'''

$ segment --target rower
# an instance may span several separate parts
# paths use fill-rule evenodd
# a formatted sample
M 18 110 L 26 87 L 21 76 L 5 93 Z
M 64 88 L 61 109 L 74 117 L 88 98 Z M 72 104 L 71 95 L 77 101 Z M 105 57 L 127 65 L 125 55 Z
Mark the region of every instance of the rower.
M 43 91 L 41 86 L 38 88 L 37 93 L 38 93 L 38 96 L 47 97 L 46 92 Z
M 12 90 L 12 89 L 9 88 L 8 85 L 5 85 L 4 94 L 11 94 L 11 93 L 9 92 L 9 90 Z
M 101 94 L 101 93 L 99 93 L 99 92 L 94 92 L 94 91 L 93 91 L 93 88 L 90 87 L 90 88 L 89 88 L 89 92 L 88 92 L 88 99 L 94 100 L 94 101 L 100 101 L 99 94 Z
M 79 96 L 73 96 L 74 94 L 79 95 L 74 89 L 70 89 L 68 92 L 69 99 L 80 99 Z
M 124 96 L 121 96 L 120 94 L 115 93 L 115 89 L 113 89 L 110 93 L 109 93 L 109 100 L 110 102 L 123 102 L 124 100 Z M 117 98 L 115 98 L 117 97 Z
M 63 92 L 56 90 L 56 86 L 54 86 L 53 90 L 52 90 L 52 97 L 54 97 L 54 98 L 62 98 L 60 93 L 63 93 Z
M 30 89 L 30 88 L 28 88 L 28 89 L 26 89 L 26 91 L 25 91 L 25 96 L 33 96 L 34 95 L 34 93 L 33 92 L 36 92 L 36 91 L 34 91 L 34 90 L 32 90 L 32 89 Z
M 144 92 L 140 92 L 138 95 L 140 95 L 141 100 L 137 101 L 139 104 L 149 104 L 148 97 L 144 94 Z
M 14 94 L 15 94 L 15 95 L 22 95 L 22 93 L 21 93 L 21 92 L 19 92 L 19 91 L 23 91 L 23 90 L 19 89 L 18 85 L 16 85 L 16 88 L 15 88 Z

'''

Retype the whole listing, matching it exactly.

$ segment --target rower
# an instance may span several separate parts
# paths use fill-rule evenodd
# a formatted sample
M 18 110 L 26 87 L 21 76 L 5 93 Z
M 64 88 L 61 109 L 74 117 L 88 98 Z M 72 104 L 71 95 L 77 101 Z M 105 57 L 127 65 L 125 55 Z
Mark the region of every instance of the rower.
M 43 91 L 41 86 L 38 88 L 37 93 L 38 93 L 38 96 L 47 97 L 46 92 Z
M 12 90 L 12 89 L 9 88 L 8 85 L 5 85 L 4 94 L 11 94 L 11 93 L 9 92 L 9 90 Z
M 101 94 L 101 93 L 99 93 L 99 92 L 94 92 L 94 91 L 93 91 L 93 88 L 90 87 L 90 88 L 89 88 L 89 92 L 88 92 L 88 99 L 94 100 L 94 101 L 100 101 L 99 94 Z
M 79 96 L 73 96 L 74 94 L 79 95 L 74 89 L 70 89 L 68 92 L 69 99 L 80 99 Z
M 124 96 L 121 96 L 120 94 L 115 93 L 115 89 L 113 89 L 110 93 L 109 93 L 109 100 L 110 102 L 123 102 L 124 100 Z M 117 98 L 115 98 L 117 97 Z
M 63 92 L 56 90 L 56 86 L 54 86 L 53 90 L 52 90 L 52 97 L 54 97 L 54 98 L 62 98 L 60 93 L 63 93 Z
M 30 89 L 30 88 L 28 88 L 28 89 L 26 89 L 26 91 L 25 91 L 25 96 L 33 96 L 34 95 L 34 93 L 33 92 L 36 92 L 36 91 L 34 91 L 34 90 L 32 90 L 32 89 Z
M 144 92 L 140 92 L 138 95 L 140 95 L 141 100 L 137 101 L 139 104 L 149 104 L 148 97 L 144 94 Z
M 14 94 L 15 94 L 15 95 L 22 95 L 22 93 L 21 93 L 21 92 L 19 92 L 19 91 L 23 91 L 23 90 L 19 89 L 18 85 L 16 85 L 16 88 L 15 88 Z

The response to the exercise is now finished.